• **Excerpted passage**

# Introduction

This guide aims at facilitating the use of OpenTURNS through its textual User interface (TUI), by proposing numerous examples of TUI studies.

The presentation of the Use Cases Guide follows the methodology of uncertainty treatment presented in the scientific documentation of OpenTURNS : examples are divided into four steps corresponding to the four steps of an uncertainty treatment study.

The example list presented here is not exhaustive but recovers most of the standard User needs. The TUI enables the User to perform much more functionalities of the openturns python library than those presented here : it is necessary for the User to refer to the complete python documentation of the openturns python library to have the whole list of what is possible to perform.

It is important to note that the python test files given in open source with the code source of OpenTURNS are very useful : they provide to the User an example of the utilisation of each object of OpenTURNS. The User is invited to refer to them : they will surely help him to write his study through the TUI with the right syntax.

In order to write a python file using fonctionalities proposed by the openturns python module, it is necessary to load the module in the python shell. If there is no danger to overload functionalities coming from other python modules, the loading command is :

from openturns import *

Otherwise, if some functionalities of the openturns python module might overload some functionalities coming from other python modules, it is preferable to launch the command :

import openturns

In that second case, each call to an openturns type must be accompagnied by the prefix openturns. For example, to create a NumericalPoint of dimension 2, the command is myNumericalPoint = openturns.NumericalPoint(2).

In order to visualize graphics through the TUI, it is necessary to import the functionality View from the openturns.viewer module, thanks to the command :

from openturns.viewer import View

The command :

dir()

gives a general overview of the whole objects proposed by the openturns python library.

If you want to remove the welcome message that shows the current OpenTURNS version, you can either add the –silent command line option:

python myScript.py --silent

or set the OPENTURNS_PYTHON_SILENT environment variable to some non empty value, e.g.

export OPENTURNS_PYTHON_SILENT=Y

python myScript.py

You can disable the thread-interrupt handler when using ipython by doing:

export OPENTURNS_PYTHON_NO_INTERRUPT=Y

ipython

Note that you won't be able to cancel long calculuses threads for example.

## Verbosity level of the OpenTURNS platform

It is possible to specify the verbosity level of the OpenTURNS platform, through the object Log which contains the internal following variables :

• Log.DBG to catch the messages related the level debug,

• Log.WRAPPER to catch the messages related to the wrapper,

• Log.INFO to catch the messages related to the platform information,

• Log.USER to catch the messages defined by the User,

• Log.WARN to catch the messages related to warnings,

• Log.ERROR to catch the messages related to errors.

By default, the OpenTURNS platform shows all the messages related to the levels DBG, WARN and ERROR.

It is possible to change it by the command Log.Show(). For example to catch the messages related to the level debug, the warnings and information, the command is :

Log.Show(Log.DBG + Log.WARN + Log.INFO)

In order to catch all the possible messages (highest verbosity level), the command is :

Log.Show(Log.ALL)

• **Task brief**
In the OpenTURNS introduction, which environment variable can be set to remove the welcome message that shows the current version?

[Coordinate annotation entries]
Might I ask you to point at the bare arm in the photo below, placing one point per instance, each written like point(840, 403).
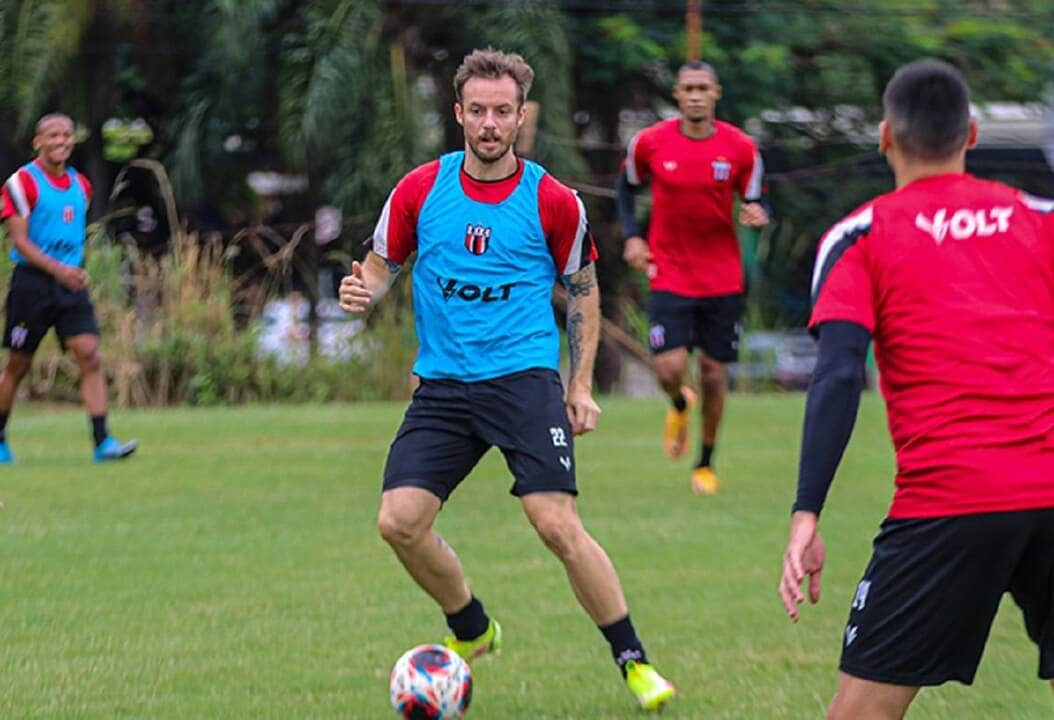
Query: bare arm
point(367, 284)
point(71, 277)
point(583, 334)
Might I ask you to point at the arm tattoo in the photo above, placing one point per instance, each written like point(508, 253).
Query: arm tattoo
point(574, 338)
point(581, 283)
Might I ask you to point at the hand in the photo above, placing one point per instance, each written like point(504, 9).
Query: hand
point(804, 556)
point(354, 295)
point(637, 254)
point(753, 215)
point(582, 410)
point(71, 277)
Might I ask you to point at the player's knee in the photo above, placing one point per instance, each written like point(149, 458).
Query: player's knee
point(90, 361)
point(399, 530)
point(711, 374)
point(559, 534)
point(18, 366)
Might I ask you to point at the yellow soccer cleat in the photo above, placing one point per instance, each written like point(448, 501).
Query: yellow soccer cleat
point(675, 435)
point(651, 689)
point(704, 481)
point(490, 641)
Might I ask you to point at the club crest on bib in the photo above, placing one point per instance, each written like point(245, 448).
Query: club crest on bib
point(476, 238)
point(722, 169)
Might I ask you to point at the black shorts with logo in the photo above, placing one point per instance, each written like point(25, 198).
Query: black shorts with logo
point(922, 613)
point(36, 303)
point(450, 425)
point(710, 324)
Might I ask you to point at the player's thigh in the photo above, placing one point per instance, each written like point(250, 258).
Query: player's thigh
point(31, 310)
point(1032, 587)
point(922, 611)
point(857, 698)
point(434, 447)
point(75, 318)
point(717, 327)
point(525, 415)
point(670, 318)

• **Final result**
OPENTURNS_PYTHON_SILENT, set to any non-empty value.